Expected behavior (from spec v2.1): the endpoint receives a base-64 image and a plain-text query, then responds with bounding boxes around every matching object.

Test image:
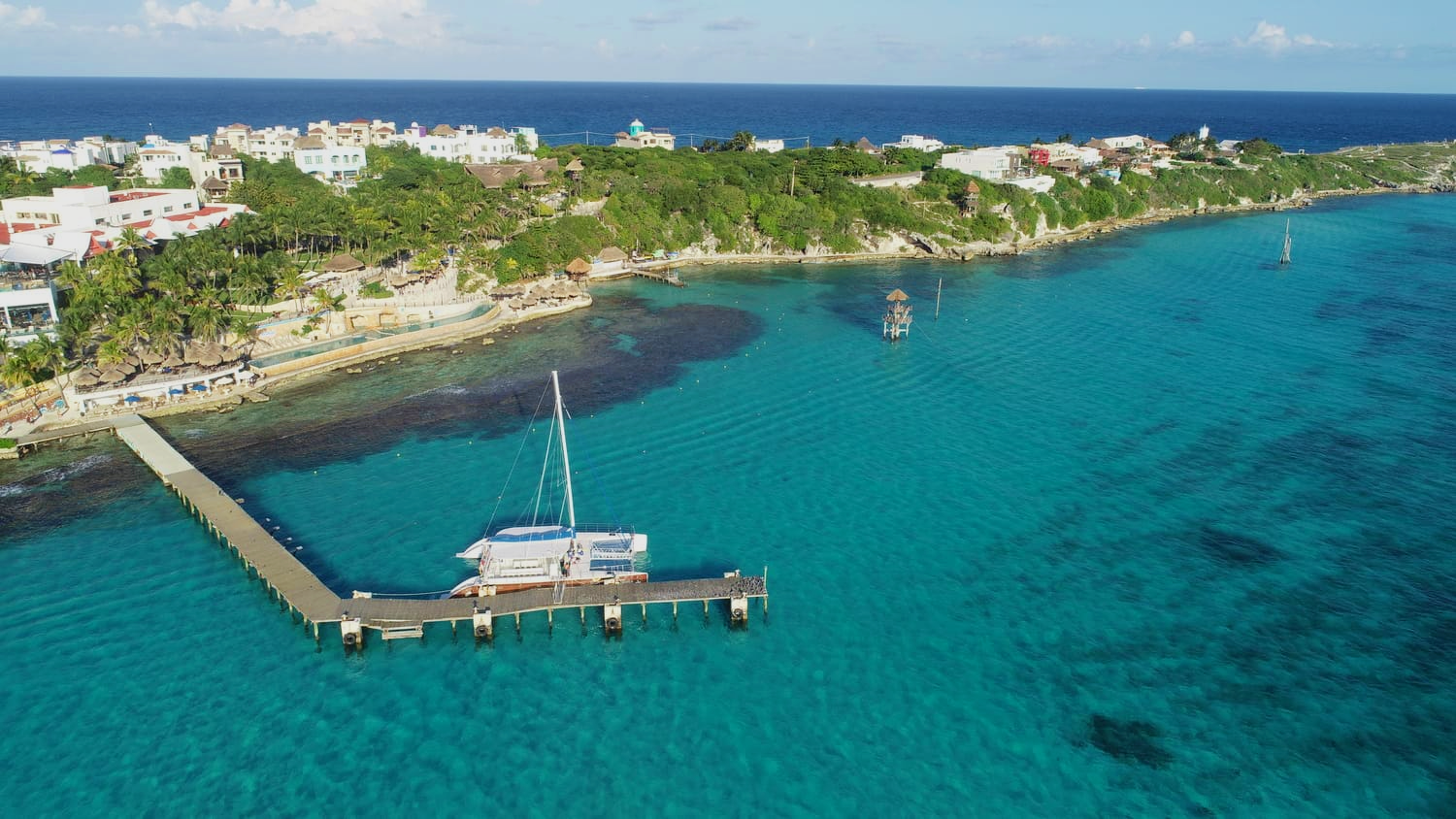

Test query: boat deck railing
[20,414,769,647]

____________________

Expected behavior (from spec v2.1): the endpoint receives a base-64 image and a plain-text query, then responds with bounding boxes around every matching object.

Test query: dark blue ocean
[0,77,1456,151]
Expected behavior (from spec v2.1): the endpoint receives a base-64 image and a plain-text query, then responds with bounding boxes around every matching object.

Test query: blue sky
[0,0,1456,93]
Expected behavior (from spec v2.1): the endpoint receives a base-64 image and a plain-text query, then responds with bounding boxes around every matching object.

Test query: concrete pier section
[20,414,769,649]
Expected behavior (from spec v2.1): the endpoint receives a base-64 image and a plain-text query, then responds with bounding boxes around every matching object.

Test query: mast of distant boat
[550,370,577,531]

____________________

--- Set task ---
Please count the lines in the records above that contain the string "Test", with case counting, and give only that number.

--- Completed exercise ---
6